**EXERCISE GOAL**
Could you repeat all of the entries word for word, minus any pictures?

**SUPPLIED DATA**
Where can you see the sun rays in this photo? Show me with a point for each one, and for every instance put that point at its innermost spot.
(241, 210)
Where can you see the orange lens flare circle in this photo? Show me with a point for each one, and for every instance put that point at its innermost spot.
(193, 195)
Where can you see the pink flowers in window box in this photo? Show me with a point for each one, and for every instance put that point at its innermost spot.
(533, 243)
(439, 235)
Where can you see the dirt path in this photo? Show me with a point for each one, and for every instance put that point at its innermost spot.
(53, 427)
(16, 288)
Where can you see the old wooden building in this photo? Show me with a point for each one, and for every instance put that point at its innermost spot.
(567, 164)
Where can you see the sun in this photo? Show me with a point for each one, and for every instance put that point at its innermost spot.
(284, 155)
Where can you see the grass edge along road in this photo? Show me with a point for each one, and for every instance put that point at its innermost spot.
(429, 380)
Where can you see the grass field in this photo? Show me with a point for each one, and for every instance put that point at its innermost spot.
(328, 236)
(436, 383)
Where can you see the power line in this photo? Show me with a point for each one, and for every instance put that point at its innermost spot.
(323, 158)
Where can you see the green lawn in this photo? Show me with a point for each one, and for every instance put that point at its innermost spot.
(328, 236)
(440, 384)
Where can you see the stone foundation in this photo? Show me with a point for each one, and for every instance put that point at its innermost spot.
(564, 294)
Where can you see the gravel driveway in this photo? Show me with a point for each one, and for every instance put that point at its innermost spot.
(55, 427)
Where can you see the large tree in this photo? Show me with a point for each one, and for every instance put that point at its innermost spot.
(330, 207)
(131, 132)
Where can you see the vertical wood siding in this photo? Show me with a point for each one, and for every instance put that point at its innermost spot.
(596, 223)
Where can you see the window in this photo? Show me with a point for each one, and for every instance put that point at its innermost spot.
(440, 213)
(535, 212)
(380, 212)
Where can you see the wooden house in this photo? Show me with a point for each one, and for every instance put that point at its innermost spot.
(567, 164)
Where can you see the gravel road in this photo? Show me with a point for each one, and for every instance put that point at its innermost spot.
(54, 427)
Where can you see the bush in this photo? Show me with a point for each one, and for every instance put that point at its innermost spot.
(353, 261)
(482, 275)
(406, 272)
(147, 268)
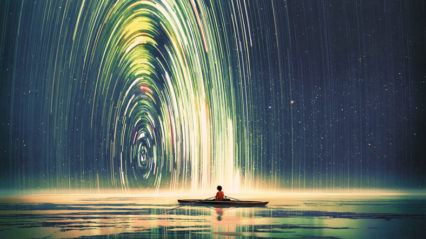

**SOLUTION FOR THIS EXERCISE**
Where can you see the sun rays in this photo? Show me with a point for each one, and for every instance put that point at its innermost spot.
(241, 210)
Where can you see the orange lens flare circle in this photo? Show me with a point for each one, and for every instance put that point at its innermost spot.
(193, 195)
Where can you see the pink flowers in window box in this photo? Show me with a point for each one, and for every instance put that point at its innermost spot.
(533, 243)
(439, 235)
Where can you see the dirt path in this photo? Show me with a point for each one, and for every instance put that point at its innermost spot.
(53, 427)
(16, 288)
Where can you see the old wooden building in this photo? Show me with a point for each one, and for every instance put that point at its innermost spot.
(567, 164)
Where can you see the sun in this photo? Show me with a point for each one, and for every instance put that point at its innermost spot.
(284, 155)
Where can you see the grass edge along road in this photo? Show me with a point for each one, and for every instance put that point at its innermost spot.
(429, 380)
Where can you see the grass field in this photo? Show me with a point for each one, and for every instance put that point at its innermost spot.
(328, 236)
(436, 383)
Where can you see the power line in this photo? Show me with a point for each one, and for every instance put that point at its innermost spot.
(323, 158)
Where can you see the green lawn in this photo? Show me with a point for each one, and for every instance put that point at its innermost spot.
(328, 236)
(440, 384)
Where can you see the stone foundation in this photo? Show me with a point for each one, and for every instance put that point at its innermost spot.
(564, 294)
Where can you see the gravel driveway in this photo? Show me with a point for each one, and for every instance put that point at its innermost spot.
(55, 427)
Where can you see the large tree in this photo? Show me with a point for each one, and for every instance put that point at its innermost spot.
(330, 207)
(131, 132)
Where can you see the vertical wood siding in this photo? Show me with a point for each one, and for every instance put that point at its innermost spot.
(596, 223)
Where can you see the window in this photo? Show me with a point for each one, and for every instance put that point at its innermost spot.
(440, 213)
(535, 212)
(380, 212)
Where can you see the wooden house in this photo? Show me with a point for each one, and for every instance put that point at its innermost spot.
(567, 164)
Where can you see the gravel road in this photo? Show me with a point for each one, and for every instance put that point at its innermost spot.
(54, 427)
Where can you see the bush in this photo? Show me with a point for each one, and for every instance put that point at its innermost spot.
(353, 261)
(482, 275)
(406, 272)
(147, 268)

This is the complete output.